Raw material:

==================================================

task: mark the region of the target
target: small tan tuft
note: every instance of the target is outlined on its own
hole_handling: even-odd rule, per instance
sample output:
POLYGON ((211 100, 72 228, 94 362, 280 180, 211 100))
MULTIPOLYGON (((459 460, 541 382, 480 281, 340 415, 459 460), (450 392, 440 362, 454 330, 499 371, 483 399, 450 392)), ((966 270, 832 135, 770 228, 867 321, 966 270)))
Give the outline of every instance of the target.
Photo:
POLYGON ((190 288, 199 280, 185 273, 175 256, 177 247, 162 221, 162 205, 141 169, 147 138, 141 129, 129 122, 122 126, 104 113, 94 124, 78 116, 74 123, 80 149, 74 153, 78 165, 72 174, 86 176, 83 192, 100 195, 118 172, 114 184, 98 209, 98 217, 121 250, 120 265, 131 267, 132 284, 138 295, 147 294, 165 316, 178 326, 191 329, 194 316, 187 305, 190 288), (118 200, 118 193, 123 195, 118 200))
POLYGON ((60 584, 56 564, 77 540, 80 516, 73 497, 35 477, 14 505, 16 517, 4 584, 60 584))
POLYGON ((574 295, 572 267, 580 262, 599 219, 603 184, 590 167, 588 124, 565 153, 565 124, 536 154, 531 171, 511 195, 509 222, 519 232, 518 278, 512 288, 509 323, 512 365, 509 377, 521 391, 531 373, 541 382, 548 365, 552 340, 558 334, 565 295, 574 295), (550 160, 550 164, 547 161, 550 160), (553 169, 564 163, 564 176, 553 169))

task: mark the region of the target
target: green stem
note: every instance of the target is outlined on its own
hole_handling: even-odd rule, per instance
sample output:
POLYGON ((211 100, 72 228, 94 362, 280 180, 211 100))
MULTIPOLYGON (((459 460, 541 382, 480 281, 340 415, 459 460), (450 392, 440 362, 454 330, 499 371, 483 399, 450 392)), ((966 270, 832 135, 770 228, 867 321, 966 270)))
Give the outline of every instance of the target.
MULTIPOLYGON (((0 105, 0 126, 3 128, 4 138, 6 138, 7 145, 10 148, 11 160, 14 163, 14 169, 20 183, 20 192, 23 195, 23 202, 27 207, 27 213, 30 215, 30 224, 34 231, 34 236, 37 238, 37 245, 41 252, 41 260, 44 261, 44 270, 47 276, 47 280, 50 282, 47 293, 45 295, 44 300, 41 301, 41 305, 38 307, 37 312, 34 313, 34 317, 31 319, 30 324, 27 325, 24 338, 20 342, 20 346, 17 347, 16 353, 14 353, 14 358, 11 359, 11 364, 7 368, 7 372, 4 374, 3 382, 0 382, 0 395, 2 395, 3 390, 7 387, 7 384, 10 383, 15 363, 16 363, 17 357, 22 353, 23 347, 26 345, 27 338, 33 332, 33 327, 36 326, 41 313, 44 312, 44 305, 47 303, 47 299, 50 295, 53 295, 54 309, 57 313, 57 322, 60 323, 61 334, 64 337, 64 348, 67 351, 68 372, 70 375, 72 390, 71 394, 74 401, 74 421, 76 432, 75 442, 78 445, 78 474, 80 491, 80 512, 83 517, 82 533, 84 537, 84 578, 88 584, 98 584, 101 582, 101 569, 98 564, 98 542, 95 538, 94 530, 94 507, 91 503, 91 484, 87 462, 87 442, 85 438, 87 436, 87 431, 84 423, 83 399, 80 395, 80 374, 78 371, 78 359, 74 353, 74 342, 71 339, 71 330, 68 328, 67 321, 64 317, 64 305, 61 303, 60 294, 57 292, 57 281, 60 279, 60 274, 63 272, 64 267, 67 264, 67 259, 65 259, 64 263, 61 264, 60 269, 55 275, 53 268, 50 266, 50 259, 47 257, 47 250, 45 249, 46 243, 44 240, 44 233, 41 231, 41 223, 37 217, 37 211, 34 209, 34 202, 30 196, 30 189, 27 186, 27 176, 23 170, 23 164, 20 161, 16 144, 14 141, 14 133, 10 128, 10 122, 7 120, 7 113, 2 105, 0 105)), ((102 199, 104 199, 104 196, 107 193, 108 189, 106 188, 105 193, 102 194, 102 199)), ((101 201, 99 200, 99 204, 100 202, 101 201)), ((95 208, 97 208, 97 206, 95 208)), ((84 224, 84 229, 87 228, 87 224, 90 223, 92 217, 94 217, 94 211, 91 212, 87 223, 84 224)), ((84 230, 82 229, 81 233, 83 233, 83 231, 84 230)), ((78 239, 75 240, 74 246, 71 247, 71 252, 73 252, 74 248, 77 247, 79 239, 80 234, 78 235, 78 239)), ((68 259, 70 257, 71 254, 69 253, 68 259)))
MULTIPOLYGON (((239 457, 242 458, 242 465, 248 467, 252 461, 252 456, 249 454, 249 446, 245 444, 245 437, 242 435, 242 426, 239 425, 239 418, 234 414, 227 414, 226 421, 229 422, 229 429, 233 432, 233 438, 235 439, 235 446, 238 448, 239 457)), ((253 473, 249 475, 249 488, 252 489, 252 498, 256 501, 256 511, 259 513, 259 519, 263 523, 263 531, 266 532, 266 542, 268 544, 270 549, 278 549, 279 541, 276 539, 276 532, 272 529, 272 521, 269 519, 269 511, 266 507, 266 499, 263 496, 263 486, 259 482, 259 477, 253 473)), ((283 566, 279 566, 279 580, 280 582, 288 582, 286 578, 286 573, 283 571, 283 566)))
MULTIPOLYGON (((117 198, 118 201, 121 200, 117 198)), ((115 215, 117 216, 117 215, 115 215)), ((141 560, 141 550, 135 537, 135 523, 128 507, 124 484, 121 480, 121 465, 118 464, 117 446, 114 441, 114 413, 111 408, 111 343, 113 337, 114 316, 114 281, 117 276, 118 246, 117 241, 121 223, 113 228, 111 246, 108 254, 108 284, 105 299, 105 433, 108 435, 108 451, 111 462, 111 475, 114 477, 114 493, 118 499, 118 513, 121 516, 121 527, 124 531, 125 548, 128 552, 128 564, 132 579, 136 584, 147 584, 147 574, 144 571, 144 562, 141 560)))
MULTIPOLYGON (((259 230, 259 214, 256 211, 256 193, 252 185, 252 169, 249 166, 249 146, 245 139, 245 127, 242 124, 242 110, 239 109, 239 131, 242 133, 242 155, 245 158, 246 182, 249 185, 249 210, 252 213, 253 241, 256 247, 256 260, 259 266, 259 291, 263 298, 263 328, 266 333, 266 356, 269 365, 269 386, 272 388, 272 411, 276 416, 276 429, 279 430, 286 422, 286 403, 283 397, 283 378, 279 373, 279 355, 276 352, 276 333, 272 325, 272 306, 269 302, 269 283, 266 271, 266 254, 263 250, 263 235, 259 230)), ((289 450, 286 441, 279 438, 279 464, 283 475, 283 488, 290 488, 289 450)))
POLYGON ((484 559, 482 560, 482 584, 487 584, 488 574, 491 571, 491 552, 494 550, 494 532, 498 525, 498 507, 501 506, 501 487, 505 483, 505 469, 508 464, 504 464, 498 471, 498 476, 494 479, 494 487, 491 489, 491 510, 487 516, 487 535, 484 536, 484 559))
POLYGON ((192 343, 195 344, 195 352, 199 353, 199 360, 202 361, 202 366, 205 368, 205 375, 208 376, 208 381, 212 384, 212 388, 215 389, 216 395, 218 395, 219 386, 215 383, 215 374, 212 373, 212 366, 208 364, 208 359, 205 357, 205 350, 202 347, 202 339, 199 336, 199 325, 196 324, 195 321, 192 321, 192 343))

==================================================

Given exercise: Copy all of the material above verbatim, keeping every character unchanged.

Result:
task: mark the region of the target
target: small tan tuft
note: every instance of the target is outlined on its own
hole_handling: even-odd rule, per instance
sample output:
POLYGON ((211 100, 72 228, 94 362, 280 180, 211 100))
MULTIPOLYGON (((459 460, 541 382, 480 281, 340 415, 459 460), (450 392, 440 362, 454 330, 499 371, 483 399, 450 392)), ((966 270, 832 135, 770 228, 867 321, 966 270)))
Give the outline of every instance of the target.
Photo:
POLYGON ((190 288, 199 280, 185 273, 175 256, 177 247, 162 221, 162 205, 141 169, 147 138, 141 129, 129 122, 122 126, 104 113, 94 124, 78 116, 74 123, 80 149, 74 153, 78 165, 72 174, 86 176, 83 192, 100 195, 118 172, 114 184, 98 209, 98 217, 121 250, 120 265, 131 267, 132 284, 138 295, 147 294, 165 316, 178 326, 191 329, 194 316, 187 305, 190 288), (118 200, 118 193, 123 195, 118 200))
POLYGON ((60 584, 56 564, 77 540, 80 516, 73 497, 35 477, 14 505, 16 517, 4 584, 60 584))
POLYGON ((574 295, 572 267, 580 262, 599 219, 603 184, 590 167, 588 124, 565 153, 565 124, 536 154, 531 171, 511 195, 509 222, 519 232, 518 278, 512 288, 509 323, 512 365, 509 377, 521 391, 531 373, 541 382, 548 365, 552 340, 558 334, 565 295, 574 295), (550 160, 550 164, 547 161, 550 160), (553 169, 564 163, 564 176, 553 169))

task: mark the region of the target
target: green stem
note: every instance of the target is outlined on its own
hole_handling: even-odd rule, per instance
sample output:
POLYGON ((211 100, 72 228, 94 362, 280 180, 211 100))
MULTIPOLYGON (((459 460, 541 382, 480 281, 340 415, 459 460), (450 392, 440 362, 454 330, 499 371, 483 399, 450 392)), ((966 270, 832 135, 770 228, 867 321, 966 270)))
Give the outline of every instance of the target.
MULTIPOLYGON (((0 105, 0 126, 3 128, 4 138, 6 138, 7 145, 10 148, 11 160, 14 163, 14 169, 20 183, 20 192, 23 195, 23 202, 27 207, 27 213, 30 215, 30 224, 34 231, 34 236, 37 238, 37 245, 41 252, 41 260, 44 261, 44 270, 47 276, 47 280, 50 282, 47 293, 45 295, 44 300, 41 301, 41 305, 38 307, 37 312, 34 313, 34 317, 31 319, 30 324, 27 325, 24 338, 20 342, 20 346, 17 347, 16 353, 14 353, 14 358, 11 359, 11 364, 7 368, 7 372, 4 374, 3 382, 0 382, 0 395, 2 395, 3 390, 7 387, 7 384, 10 383, 15 363, 16 363, 17 357, 22 353, 23 347, 26 345, 27 338, 33 332, 33 327, 36 326, 41 313, 44 312, 44 305, 47 303, 47 299, 50 295, 53 295, 54 309, 57 313, 57 322, 60 323, 61 334, 64 337, 64 348, 67 351, 68 372, 70 375, 72 390, 71 394, 74 401, 74 421, 76 432, 75 442, 78 445, 78 474, 80 491, 80 512, 83 517, 82 533, 84 537, 84 578, 88 584, 98 584, 101 582, 101 569, 98 564, 98 542, 95 538, 94 530, 94 507, 91 503, 91 484, 87 462, 87 442, 85 438, 87 436, 87 431, 84 423, 83 399, 80 395, 80 374, 78 371, 78 359, 74 353, 74 342, 71 339, 71 330, 68 328, 67 321, 64 317, 64 305, 61 303, 60 294, 57 292, 57 281, 60 279, 60 274, 63 272, 64 267, 67 264, 67 259, 65 259, 64 263, 61 264, 60 269, 55 275, 53 268, 50 266, 50 259, 47 257, 47 250, 45 249, 46 243, 44 240, 44 233, 41 231, 41 223, 37 217, 37 211, 34 209, 34 202, 30 196, 30 189, 27 186, 27 176, 23 170, 23 164, 20 161, 16 144, 14 141, 14 133, 10 128, 10 122, 7 120, 7 113, 2 105, 0 105)), ((102 199, 104 199, 104 196, 107 193, 108 189, 106 188, 105 193, 102 194, 102 199)), ((101 201, 99 200, 99 204, 100 202, 101 201)), ((95 208, 97 208, 97 206, 95 208)), ((84 224, 84 229, 87 228, 87 224, 90 223, 92 217, 94 217, 94 211, 91 212, 87 223, 84 224)), ((84 230, 82 229, 81 233, 83 233, 83 231, 84 230)), ((78 239, 75 240, 74 246, 71 247, 71 252, 73 252, 74 248, 77 247, 79 239, 80 234, 78 235, 78 239)), ((68 259, 70 257, 71 254, 69 253, 68 259)))
MULTIPOLYGON (((239 457, 242 458, 242 465, 248 467, 252 461, 252 456, 249 454, 249 446, 245 444, 245 437, 242 435, 242 426, 239 425, 239 418, 234 414, 227 414, 226 421, 229 422, 229 429, 233 432, 233 438, 235 439, 235 446, 238 448, 239 457)), ((253 473, 249 475, 249 488, 252 489, 252 498, 256 501, 256 511, 259 513, 259 519, 263 523, 263 531, 266 532, 266 542, 268 544, 270 549, 278 549, 279 541, 276 539, 276 532, 272 529, 272 521, 269 519, 269 511, 266 507, 266 499, 263 496, 263 486, 259 482, 259 477, 253 473)), ((283 566, 279 566, 279 580, 280 582, 288 582, 286 578, 286 573, 283 571, 283 566)))
MULTIPOLYGON (((117 198, 118 201, 121 200, 117 198)), ((115 215, 117 216, 117 215, 115 215)), ((141 560, 141 550, 135 537, 135 523, 128 507, 124 484, 121 480, 121 465, 118 464, 117 446, 114 441, 114 413, 111 408, 111 343, 113 337, 114 316, 114 281, 117 276, 118 246, 117 241, 121 223, 113 228, 111 246, 108 254, 108 284, 105 299, 105 433, 108 435, 108 451, 111 462, 111 475, 114 477, 114 493, 118 499, 118 513, 121 516, 121 527, 124 531, 125 548, 128 552, 128 564, 132 579, 136 584, 147 584, 147 574, 144 571, 144 562, 141 560)))
MULTIPOLYGON (((259 230, 259 214, 256 211, 256 193, 252 185, 252 169, 249 166, 249 146, 245 139, 245 127, 242 124, 242 110, 239 109, 239 131, 242 133, 242 155, 245 158, 246 182, 249 185, 249 210, 252 213, 253 241, 256 247, 256 260, 259 266, 259 291, 263 298, 263 328, 266 333, 266 356, 269 365, 269 386, 272 388, 272 411, 276 416, 276 429, 279 430, 286 422, 286 403, 283 397, 283 378, 279 373, 279 355, 276 352, 276 333, 272 325, 272 306, 269 302, 269 283, 266 271, 266 254, 263 250, 263 235, 259 230)), ((289 450, 286 441, 279 438, 279 464, 283 475, 283 488, 290 488, 289 450)))
POLYGON ((484 559, 482 560, 482 584, 487 584, 488 574, 491 571, 491 552, 494 550, 494 532, 498 525, 498 507, 501 506, 501 487, 505 483, 505 469, 508 464, 504 464, 498 471, 498 476, 494 479, 494 487, 491 489, 491 510, 487 516, 487 535, 484 536, 484 559))
POLYGON ((192 343, 195 344, 195 352, 199 353, 199 360, 202 361, 202 366, 205 368, 205 375, 208 376, 208 381, 212 384, 212 388, 215 389, 216 395, 218 395, 219 386, 215 383, 215 374, 212 373, 212 366, 208 364, 208 359, 205 357, 205 350, 202 347, 202 339, 199 336, 199 325, 196 324, 195 321, 192 321, 192 343))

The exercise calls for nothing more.